Selected excerpt:
============================================================
Take, as a case study, “Untitled (Double Warriors),” one of the largest and most visually rich paintings in the series. In the piece, two large, reclined bodies serve as the background for several detailed vignettes of women—clothed variously in exotic headdresses and 80’s rave regalia—inhabiting different spaces, here imagined as female: offices, beds, television rooms, perhaps even some sort of protest. (It’s difficult to say because the signs are facing away from the viewer, which maybe there’s a metaphor in there.) But in its hieroglyphic refusal of dimension and its highly costumed figures (all of whom, it bears repeating, are beautiful in ways that would hardly violate the expectations of a viewer who’s watched a runway show in the last few years), the piece resists economic analysis of these women at work.

If you feel that’s expecting too much of a piece that may be aiming for something completely different, we’d draw your attention to “Untitled (Trap),” which is in many ways a reflection of “Untitled (Double Warriors),” and which might also be the exhibition’s most successful work. It’s more explicitly nightmarish than its companion—acid-green islands covered in carved meat and mushroom-like bones, connected by spider-webbed chains, house a colony of women who appear, according to their title, trapped in this strange and rotting landscape. The shores are festooned with two signs (this time legible)—“NO DUMPING” and “I HATE MONDAYS.” The latter is the kind of cutesy slogan familiar to any millennial, the sort of reliably profitable saying you can buy on coffee mugs, throw pillows, decorative blocks of wood. It’s a way of forgetting the exploitation of daily work, the crushing and petty banality of managed time (which has always been a patriarchal construction). Ray here magnificently skewers these pithy distractions by placing them on the edge of some hellish postapocalypse: what difference do these womens’ weapons make if they have already lost whatever great war stranded them here?
============================================================
Given task: Retype the part of the passage on the paintings above that opens with the words containing "Take, as a case" and closes with "women at work.".

Data lines:
============================================================
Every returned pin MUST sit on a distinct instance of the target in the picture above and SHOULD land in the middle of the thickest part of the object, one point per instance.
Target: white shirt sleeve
============================================================
Response to the task:
Take, as a case study, “Untitled (Double Warriors),” one of the largest and most visually rich paintings in the series. In the piece, two large, reclined bodies serve as the background for several detailed vignettes of women—clothed variously in exotic headdresses and 80’s rave regalia—inhabiting different spaces, here imagined as female: offices, beds, television rooms, perhaps even some sort of protest. (It’s difficult to say because the signs are facing away from the viewer, which maybe there’s a metaphor in there.) But in its hieroglyphic refusal of dimension and its highly costumed figures (all of whom, it bears repeating, are beautiful in ways that would hardly violate the expectations of a viewer who’s watched a runway show in the last few years), the piece resists economic analysis of these women at work.